- **The exercise**:
Return each entry exactly, omitting nothing.

- **Dataset rows**:
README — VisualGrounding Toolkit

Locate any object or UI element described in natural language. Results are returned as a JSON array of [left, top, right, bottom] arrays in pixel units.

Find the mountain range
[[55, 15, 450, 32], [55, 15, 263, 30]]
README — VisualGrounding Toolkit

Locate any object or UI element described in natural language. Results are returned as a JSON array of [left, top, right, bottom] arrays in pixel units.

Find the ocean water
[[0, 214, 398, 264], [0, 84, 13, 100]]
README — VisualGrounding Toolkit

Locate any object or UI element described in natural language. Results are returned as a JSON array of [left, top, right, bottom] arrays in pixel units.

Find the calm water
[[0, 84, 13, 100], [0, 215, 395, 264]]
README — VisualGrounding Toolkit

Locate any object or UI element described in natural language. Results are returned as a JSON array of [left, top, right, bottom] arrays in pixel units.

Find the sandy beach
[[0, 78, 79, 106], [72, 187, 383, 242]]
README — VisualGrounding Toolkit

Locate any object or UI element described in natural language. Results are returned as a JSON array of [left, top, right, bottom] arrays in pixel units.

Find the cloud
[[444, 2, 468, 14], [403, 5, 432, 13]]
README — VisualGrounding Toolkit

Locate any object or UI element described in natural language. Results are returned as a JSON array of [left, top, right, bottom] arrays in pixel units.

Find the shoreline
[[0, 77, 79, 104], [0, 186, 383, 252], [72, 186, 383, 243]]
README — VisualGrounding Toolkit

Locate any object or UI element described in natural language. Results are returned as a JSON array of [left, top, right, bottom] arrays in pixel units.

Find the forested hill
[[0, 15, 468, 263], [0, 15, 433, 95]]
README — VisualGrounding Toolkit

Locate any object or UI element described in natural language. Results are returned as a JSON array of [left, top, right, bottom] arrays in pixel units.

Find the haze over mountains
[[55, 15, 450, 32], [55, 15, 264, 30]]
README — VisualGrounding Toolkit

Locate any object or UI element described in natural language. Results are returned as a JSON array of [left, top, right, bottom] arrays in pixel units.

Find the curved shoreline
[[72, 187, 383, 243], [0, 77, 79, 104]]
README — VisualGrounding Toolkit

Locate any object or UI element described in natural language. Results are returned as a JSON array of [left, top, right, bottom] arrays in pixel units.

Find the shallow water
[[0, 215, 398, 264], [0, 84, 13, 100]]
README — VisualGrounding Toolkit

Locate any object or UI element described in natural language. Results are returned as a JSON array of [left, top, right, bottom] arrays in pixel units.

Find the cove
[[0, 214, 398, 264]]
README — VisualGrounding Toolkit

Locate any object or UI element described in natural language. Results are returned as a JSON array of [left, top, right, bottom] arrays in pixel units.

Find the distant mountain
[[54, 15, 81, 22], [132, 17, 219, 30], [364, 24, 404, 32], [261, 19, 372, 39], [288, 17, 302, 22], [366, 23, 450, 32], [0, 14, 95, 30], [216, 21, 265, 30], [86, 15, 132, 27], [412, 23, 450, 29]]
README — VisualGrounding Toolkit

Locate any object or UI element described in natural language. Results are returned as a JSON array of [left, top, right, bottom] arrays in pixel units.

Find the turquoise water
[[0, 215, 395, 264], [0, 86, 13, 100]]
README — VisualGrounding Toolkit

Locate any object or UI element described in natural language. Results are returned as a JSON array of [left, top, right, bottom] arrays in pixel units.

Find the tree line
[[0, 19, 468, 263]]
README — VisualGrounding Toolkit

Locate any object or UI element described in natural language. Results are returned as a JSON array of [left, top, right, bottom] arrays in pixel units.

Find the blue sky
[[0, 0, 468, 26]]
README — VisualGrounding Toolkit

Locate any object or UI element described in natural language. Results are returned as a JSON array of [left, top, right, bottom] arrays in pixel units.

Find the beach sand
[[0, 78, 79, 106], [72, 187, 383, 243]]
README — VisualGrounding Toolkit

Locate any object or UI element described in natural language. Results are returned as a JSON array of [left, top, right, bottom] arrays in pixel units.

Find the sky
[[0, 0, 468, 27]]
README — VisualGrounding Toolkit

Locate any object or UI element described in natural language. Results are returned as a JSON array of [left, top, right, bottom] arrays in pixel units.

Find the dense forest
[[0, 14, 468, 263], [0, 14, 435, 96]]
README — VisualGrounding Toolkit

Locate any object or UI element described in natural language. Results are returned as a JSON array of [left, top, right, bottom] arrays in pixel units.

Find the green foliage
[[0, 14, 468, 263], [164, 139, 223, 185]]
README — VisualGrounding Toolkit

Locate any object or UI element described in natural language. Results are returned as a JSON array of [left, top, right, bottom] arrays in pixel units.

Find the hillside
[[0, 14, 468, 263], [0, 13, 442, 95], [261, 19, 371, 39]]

- **Final result**:
README — VisualGrounding Toolkit

Locate any object or UI element described in natural language. Results are returned as a JSON array of [left, top, right, bottom] arrays in pixel units.

Find the mountain range
[[55, 15, 450, 32], [55, 15, 263, 30]]
README — VisualGrounding Toolkit

Locate any object or UI element described in natural language. Results are returned as a JSON array of [left, top, right, bottom] arrays in pixel units.

Find the ocean water
[[0, 214, 398, 264], [0, 84, 13, 100]]
README — VisualGrounding Toolkit

Locate any object or UI element described in natural language. Results are returned as a JSON array of [left, top, right, bottom] arrays in pixel units.

Find the calm water
[[0, 84, 13, 100], [0, 215, 395, 264]]
README — VisualGrounding Toolkit

Locate any object or UI element described in natural language. Results are returned as a JSON array of [left, top, right, bottom] arrays in pixel units.

Find the sandy beach
[[0, 78, 79, 106], [72, 187, 383, 242]]
README — VisualGrounding Toolkit

Locate any object or UI element described in natural language. Results are returned as a JSON array of [left, top, right, bottom] arrays in pixel units.

Find the cloud
[[444, 2, 468, 14], [403, 5, 432, 13]]
README — VisualGrounding Toolkit

Locate any object or UI element described in natural language. Results are returned as a JSON array of [left, top, right, bottom] arrays in pixel units.

Find the shoreline
[[0, 77, 79, 104], [0, 186, 383, 252], [72, 186, 383, 243]]
README — VisualGrounding Toolkit

Locate any object or UI element described in natural language. Results are returned as a JSON array of [left, top, right, bottom] arrays in pixel units.

Find the forested hill
[[0, 15, 468, 263], [0, 15, 433, 95]]
README — VisualGrounding Toolkit

Locate any object or UI element described in natural language. Results are returned as a JSON array of [left, top, right, bottom] arrays in pixel units.

Find the haze over mountains
[[55, 15, 450, 32], [55, 15, 264, 30]]
README — VisualGrounding Toolkit

Locate any object or UI element described in natural language. Results are returned as a JSON array of [left, top, right, bottom] arrays in pixel units.

Find the curved shoreline
[[72, 187, 383, 243], [0, 77, 79, 104]]
README — VisualGrounding Toolkit

Locate any object or UI element described in natural language. Results are returned as a JSON array of [left, top, right, bottom] arrays in pixel units.

Find the shallow water
[[0, 215, 398, 264], [0, 84, 13, 100]]
README — VisualGrounding Toolkit

Locate any object or UI element described in natural language. Results are returned as a JSON array of [left, top, right, bottom] arrays in pixel units.

Find the cove
[[0, 214, 398, 264]]
README — VisualGrounding Toolkit

Locate any object or UI element described in natural language. Results are returned as a JSON array of [left, top, right, bottom] arrays in pixel units.

Find the distant mountain
[[54, 15, 81, 22], [132, 17, 219, 30], [364, 24, 404, 32], [261, 19, 372, 39], [288, 17, 302, 22], [366, 23, 450, 32], [0, 14, 95, 30], [216, 21, 265, 30], [86, 15, 132, 27], [412, 23, 450, 29]]
README — VisualGrounding Toolkit

Locate any object or UI element described in natural language. Results are returned as a JSON array of [left, top, right, bottom] arrays in pixel units.

Find the turquoise water
[[0, 215, 395, 264], [0, 86, 13, 100]]
README — VisualGrounding Toolkit

Locate any object or UI element described in natural language. Results are returned as a JSON array of [left, top, right, bottom] arrays in pixel units.

Find the tree line
[[0, 19, 468, 263]]
README — VisualGrounding Toolkit

Locate any object or UI element described in natural language. Results are returned as a JSON array of [left, top, right, bottom] arrays in pixel units.

Find the blue sky
[[0, 0, 468, 26]]
README — VisualGrounding Toolkit

Locate any object or UI element described in natural language. Results are returned as a JSON array of [left, top, right, bottom] arrays in pixel units.

Find the beach sand
[[0, 78, 79, 106], [72, 187, 383, 243]]
README — VisualGrounding Toolkit

Locate any object or UI element described in natural language. Results are returned as a JSON array of [left, top, right, bottom] arrays in pixel units.

Find the sky
[[0, 0, 468, 27]]
README — VisualGrounding Toolkit

Locate any object or UI element described in natural language. Results are returned as a JSON array of [left, top, right, bottom] arrays in pixel units.

Find the dense forest
[[0, 14, 468, 263], [0, 14, 435, 96]]
README — VisualGrounding Toolkit

Locate any object or UI element described in natural language. Results are returned as a JSON array of [left, top, right, bottom] arrays in pixel units.

Find the green foliage
[[0, 14, 468, 263], [164, 139, 223, 185]]
README — VisualGrounding Toolkit

Locate any object or UI element described in natural language. Results are returned as a JSON array of [left, top, right, bottom] arrays in pixel units.

Find the hillside
[[0, 14, 468, 263], [0, 13, 442, 95], [261, 19, 371, 39]]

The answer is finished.